● **Extrait source**

◆ ◆ ◆ ◆

Alibaba rachète le South China Morning avec la bénédiction de Pékin

17 décembre 2015 13:10 Mis à jour: 17 décembre 2015 13:10

Dans le classement Forbes des milliardaires chinois, Jack Ma occupe la seconde place. Ce magnat de l’e-commerce, propriétaire de plusieurs entreprises de divertissement, a tout récemment fait l’acquisition d’un conglomérat de presse anglaise.

Le 11 décembre dernier, le groupe Alibaba, appartenant à l’homme d’affaires, a racheté le South China Morning Post (SCMP) et ses actifs médias pour la somme de 266 millions de dollars. Le journal a été crée il y a 112 ans, et possède une histoire et un pedigree de publication primées sur la Chine. Avant l’annonce officielle, les rumeurs de rachat du quotidien anglais de Honk Kong, avaient été chaudement débattues à Hong Kong.

L’achat est accueilli avec scepticisme en raison des liens étroits supposés entre Alibaba et le pouvoir chinois.

Ainsi, le jour même de l’ébruitement du rachat de SCMP, un autre magnat chinois — Guo Guangchang, à la tête du Groupe Fosun— était placé en détention pour « aider à une enquête ». La coïncidence des deux nouvelles annonces montre en filigrane les liens indissociables entre les milliardaires chinois et l’État chinois. En Chine, il est difficile voire impossible de devenir milliardaire sans le soutient tacite des fonctionnaires du Parti communiste.

◆ ◆ ◆ ◆

● **Consigne A**
Répondez aux questions suivantes d'après l'article sur le rachat du South China Morning Post.
(i) Quelle place Jack Ma occupe-t-il dans le classement Forbes des milliardaires chinois ?
(ii) Pour quelle somme le groupe Alibaba a-t-il racheté le South China Morning Post et ses actifs médias ?
(iii) Qui est à la tête du Groupe Fosun ?

Données d'annotation de localisation d'objets

◆ ◆ ◆ ◆

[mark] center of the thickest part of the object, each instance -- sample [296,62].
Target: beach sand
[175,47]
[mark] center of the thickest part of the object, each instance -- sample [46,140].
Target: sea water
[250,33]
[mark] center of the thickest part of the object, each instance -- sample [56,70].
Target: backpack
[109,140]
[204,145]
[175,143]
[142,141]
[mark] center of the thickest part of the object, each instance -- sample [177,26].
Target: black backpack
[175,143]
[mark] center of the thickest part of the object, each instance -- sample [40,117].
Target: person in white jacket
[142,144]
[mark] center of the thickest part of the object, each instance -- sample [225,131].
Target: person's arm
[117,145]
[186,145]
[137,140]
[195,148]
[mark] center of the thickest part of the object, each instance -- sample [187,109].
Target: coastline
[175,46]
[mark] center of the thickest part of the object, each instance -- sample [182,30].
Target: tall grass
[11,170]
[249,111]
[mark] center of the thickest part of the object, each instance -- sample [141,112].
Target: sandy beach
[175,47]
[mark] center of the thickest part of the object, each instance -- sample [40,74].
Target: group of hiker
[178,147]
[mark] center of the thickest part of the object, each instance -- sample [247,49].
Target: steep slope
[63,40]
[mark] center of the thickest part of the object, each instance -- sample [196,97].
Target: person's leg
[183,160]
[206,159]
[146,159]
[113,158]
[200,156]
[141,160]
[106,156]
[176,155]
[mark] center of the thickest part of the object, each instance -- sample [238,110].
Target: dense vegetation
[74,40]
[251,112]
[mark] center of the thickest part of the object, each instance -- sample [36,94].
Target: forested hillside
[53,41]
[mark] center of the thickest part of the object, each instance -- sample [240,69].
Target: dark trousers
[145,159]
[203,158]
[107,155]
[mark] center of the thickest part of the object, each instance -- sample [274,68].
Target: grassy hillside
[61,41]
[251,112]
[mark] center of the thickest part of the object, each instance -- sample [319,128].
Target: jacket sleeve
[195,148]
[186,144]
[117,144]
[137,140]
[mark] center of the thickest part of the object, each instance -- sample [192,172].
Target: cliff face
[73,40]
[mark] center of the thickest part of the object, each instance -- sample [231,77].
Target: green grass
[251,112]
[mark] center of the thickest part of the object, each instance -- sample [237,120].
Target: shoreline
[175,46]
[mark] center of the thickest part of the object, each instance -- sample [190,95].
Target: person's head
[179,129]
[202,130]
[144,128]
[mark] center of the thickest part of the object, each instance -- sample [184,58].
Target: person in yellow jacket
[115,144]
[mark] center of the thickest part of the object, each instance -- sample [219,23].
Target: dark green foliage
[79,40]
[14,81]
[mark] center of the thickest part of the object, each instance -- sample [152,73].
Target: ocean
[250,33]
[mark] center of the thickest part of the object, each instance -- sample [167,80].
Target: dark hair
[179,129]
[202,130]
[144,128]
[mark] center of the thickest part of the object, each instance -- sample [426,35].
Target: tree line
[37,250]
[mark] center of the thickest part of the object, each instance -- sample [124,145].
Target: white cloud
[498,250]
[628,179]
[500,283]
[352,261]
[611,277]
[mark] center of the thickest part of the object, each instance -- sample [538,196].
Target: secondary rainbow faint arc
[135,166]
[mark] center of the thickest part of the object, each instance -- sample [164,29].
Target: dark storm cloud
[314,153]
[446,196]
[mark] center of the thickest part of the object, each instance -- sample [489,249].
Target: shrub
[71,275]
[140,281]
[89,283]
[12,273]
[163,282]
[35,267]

◆ ◆ ◆ ◆

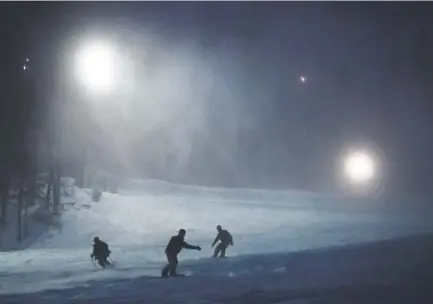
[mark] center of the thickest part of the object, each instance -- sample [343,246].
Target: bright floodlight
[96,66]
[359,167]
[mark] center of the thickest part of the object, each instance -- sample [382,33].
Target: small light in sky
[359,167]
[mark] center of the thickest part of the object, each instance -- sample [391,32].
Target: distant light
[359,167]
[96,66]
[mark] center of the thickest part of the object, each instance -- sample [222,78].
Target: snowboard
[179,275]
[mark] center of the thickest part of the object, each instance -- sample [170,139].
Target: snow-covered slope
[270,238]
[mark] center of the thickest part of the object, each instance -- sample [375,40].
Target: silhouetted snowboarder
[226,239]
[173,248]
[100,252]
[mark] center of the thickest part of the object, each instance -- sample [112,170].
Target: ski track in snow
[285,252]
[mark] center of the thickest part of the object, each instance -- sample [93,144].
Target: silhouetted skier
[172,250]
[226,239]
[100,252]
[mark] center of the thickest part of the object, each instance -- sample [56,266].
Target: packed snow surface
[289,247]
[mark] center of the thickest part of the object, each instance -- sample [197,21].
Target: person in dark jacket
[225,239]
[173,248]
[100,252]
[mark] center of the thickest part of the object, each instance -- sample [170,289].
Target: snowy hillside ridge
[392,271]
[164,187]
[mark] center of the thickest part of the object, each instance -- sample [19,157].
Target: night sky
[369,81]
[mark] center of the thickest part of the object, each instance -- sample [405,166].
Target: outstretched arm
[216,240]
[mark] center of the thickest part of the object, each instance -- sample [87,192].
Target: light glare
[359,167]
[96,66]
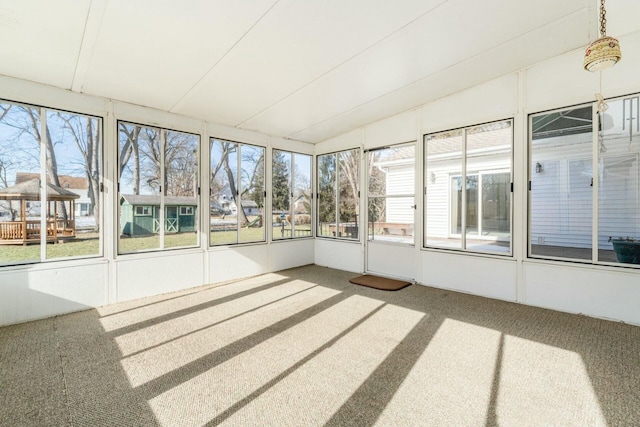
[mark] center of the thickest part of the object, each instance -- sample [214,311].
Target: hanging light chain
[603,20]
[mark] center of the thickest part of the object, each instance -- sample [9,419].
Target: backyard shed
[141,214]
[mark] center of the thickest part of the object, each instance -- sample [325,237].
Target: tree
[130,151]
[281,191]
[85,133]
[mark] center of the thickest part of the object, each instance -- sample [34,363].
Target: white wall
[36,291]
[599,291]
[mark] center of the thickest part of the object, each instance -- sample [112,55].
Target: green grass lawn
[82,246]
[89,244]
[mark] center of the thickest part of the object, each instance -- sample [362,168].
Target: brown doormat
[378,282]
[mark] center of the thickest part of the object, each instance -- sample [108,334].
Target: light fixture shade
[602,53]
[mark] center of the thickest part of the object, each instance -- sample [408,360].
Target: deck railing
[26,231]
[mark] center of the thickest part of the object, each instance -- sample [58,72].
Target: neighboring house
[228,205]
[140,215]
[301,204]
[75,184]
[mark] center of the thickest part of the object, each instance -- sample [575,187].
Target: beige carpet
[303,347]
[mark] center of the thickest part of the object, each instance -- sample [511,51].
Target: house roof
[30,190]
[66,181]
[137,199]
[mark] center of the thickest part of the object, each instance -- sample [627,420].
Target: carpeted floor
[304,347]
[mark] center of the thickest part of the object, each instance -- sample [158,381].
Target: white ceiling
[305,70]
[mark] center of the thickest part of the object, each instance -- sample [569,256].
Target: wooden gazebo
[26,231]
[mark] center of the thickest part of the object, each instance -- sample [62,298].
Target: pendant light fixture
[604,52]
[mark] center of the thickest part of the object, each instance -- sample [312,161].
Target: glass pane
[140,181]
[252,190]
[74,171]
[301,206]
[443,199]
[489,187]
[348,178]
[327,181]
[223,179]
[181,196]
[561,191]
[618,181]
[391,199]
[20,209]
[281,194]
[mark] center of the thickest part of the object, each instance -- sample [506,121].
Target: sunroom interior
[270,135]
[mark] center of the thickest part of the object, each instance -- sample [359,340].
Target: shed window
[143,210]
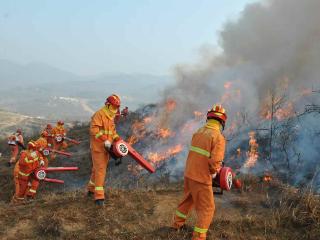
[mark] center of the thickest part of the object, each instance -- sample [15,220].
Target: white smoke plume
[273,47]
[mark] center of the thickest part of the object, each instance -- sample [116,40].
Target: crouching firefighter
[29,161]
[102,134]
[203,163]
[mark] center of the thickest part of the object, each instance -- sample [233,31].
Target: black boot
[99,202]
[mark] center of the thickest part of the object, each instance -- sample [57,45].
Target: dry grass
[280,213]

◆ ◆ ◆ ◆

● **Consigne B**
Extrayez des entrées chaque ligne contenant le mot « white », en tenant compte de la casse.

● **Réponse rédigée A**
(i) La seconde place.
(ii) 266 millions de dollars.
(iii) Guo Guangchang.

● **Réponse rédigée B**
Target: person in white jacket
Target: white cloud
Target: white wall
Target: white ceiling
Target: white smoke plume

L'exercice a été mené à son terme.